2. The method of claim 1, wherein the conditions are sufficient to detect at least a three-fold genomic equivalent (GE) increase in a nucleic acid integrity analysis of a patient sample having adenoma or cancer as compared to the GE detected in a nucleic acid integrity analysis of a sample from said patient that is not incubated with said stabilization solution.

3. The method of claim 1, wherein the integrity analysis is performed by determining an amount of nucleic acid greater than about 200 nucleotides in length using an assay that detects wild-type or mutant nucleic acid, wherein said nucleic acid is present in a patient sample comprising shed cells or cellular debris; and identifying said patient as having cancer or adenoma if said amount is greater than an amount of nucleic acid expected to be present in a sample obtained from a patient who does not have cancer or adenoma.

4. The method of claim 1, wherein the patient sample is a sample from a human.

5. The method of claim 1, wherein the patient sample is a stool sample.

6. The method of claim 3, wherein the patient sample is a stool sample.

7. The method of claim 1, wherein the patient sample is frozen and thawed prior to incubation with stabilization solution.

8. The method of claim 1, wherein the patient sample is not frozen prior to incubation with said stabilization solution.

9. The method of claim 1, wherein the stabilization solution is present at 1-7 ml per gram of patient sample.

10. The method of claim 1, wherein the patient sample and stabilization solution are incubated at about 17 to 28 degrees Centigrade.

11. The method of claim 1, wherein the patient sample and stabilization solution are incubated at about 20 to 25 degrees Centigrade.

12. The method of claim 1, wherein the patient sample and stabilization solution are incubated at least 6 hours, at least 12 hours, at least 24 hours, or at least 36 hours.

13.-15. (canceled)

16. The method of claim 1, wherein the buffer in said stabilization solution is 0.5 mM to 25 mM Tris, 5 mM to 15 mM Tris, 8 mM to 13 mM Tris. or 10 mM Tris.

17.-19. (canceled)

20. The method of claim 1, wherein the chelating agent in said stabilization solution is 0.01 to 2.5 mM EDTA, 0.75-1.25 mM EDTA, or 1 mM EDTA.

21.-22. (canceled)

23. The method of claim 1, wherein the salt in said stabilization solution is 75 mM to 225 mM NaCl, 100 mM to 175 mM NaCl, or 150 mM NaCl.

24.-25. (canceled)

26. The method of claim 1, wherein said stabilization solution is provided at pH 7.0 to 9.0, pH 7.5 to 8.5, or about pH 8.0.

27.-28. (canceled)

29. The method of claim 1, further comprising:

determining in said incubated patient sample an amount of nucleic acid greater than about 200 bp in length using an assay that detects wild-type or mutant nucleic acid; and identifying said patient as having cancer or adenoma if said amount is greater than an amount of nucleic acid expected to be present in a sample obtained from a patient who does not have cancer or adenoma.

:::

List every range of claim numbers that the patent claims mark as canceled.

▸ RECORDS SHOWN
:::

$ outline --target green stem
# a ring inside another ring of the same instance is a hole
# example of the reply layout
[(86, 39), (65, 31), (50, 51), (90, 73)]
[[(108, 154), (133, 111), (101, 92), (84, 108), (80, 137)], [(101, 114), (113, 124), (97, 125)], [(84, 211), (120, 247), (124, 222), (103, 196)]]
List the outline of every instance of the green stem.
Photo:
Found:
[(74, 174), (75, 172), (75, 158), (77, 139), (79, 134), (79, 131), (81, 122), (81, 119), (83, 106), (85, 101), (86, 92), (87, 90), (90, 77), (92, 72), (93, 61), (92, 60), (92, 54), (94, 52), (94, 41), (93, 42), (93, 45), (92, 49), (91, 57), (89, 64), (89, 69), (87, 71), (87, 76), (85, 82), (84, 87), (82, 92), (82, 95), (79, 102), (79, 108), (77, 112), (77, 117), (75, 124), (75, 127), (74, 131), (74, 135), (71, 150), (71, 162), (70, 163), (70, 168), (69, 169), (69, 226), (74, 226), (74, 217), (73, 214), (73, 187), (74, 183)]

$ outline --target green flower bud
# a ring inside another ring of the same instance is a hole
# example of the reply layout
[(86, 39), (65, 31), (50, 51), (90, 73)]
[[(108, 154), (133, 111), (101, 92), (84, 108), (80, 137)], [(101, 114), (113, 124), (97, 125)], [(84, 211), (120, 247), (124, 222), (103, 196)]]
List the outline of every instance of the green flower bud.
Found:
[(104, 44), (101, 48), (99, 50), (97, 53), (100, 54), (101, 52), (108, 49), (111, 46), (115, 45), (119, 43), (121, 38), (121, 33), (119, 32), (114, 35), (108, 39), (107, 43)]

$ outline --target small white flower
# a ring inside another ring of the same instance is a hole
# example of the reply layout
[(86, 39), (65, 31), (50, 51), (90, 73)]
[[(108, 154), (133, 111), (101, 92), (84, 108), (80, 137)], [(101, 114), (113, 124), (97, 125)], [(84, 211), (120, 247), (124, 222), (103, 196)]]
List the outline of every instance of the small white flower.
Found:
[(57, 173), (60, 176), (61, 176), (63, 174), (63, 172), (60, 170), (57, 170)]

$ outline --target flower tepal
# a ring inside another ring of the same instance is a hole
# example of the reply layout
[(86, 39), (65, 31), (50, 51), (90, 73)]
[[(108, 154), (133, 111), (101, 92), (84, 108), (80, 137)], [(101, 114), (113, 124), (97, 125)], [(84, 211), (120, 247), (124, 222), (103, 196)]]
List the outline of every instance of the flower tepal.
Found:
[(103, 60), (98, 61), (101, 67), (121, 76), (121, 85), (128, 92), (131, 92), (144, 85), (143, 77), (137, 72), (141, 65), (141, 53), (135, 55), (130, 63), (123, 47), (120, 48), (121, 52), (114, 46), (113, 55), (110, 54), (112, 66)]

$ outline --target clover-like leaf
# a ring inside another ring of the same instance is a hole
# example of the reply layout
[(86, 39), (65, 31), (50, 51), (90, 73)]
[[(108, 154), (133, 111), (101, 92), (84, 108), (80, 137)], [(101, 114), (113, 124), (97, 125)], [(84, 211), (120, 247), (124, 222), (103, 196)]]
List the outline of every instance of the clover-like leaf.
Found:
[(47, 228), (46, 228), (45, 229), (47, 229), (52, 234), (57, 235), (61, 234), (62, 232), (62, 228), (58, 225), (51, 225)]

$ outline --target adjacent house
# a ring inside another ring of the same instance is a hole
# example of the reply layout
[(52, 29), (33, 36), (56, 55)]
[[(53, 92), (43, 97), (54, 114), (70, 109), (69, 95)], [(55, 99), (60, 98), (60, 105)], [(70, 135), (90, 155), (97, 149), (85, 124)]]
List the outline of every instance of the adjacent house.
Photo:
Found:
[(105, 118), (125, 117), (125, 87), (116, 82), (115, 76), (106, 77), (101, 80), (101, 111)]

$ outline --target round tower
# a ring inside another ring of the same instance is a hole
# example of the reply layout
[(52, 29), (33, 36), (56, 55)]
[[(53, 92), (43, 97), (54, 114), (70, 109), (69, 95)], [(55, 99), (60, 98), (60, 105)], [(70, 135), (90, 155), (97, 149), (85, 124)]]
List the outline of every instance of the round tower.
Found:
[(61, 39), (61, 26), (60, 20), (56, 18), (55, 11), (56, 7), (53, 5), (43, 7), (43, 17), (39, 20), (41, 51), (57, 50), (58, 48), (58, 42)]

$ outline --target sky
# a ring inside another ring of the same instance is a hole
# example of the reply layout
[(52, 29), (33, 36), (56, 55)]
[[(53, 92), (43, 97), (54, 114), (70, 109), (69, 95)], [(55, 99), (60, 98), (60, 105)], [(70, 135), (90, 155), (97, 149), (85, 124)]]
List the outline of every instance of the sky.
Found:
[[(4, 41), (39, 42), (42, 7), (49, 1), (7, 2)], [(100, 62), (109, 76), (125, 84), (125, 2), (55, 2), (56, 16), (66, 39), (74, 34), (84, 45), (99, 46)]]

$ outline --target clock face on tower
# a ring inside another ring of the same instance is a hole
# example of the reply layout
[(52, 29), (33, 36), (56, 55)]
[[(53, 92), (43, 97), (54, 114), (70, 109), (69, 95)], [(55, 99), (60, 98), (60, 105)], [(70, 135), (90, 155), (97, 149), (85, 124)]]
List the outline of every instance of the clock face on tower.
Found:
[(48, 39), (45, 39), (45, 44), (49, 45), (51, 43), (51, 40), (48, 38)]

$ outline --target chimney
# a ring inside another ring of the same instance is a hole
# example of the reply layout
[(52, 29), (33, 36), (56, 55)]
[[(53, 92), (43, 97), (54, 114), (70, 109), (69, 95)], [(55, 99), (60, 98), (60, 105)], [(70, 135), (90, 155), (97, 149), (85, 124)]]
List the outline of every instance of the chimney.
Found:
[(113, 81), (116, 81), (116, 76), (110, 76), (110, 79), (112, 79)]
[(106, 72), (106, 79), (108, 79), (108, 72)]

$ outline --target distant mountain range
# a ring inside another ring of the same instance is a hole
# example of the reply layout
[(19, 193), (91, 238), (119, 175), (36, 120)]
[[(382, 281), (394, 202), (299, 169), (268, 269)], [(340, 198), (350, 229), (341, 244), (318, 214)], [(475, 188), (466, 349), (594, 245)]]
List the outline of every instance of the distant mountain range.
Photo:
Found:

:::

▸ SOLUTION TO THIS EXERCISE
13–15, 17–19, 21–22, 24–25, 27–28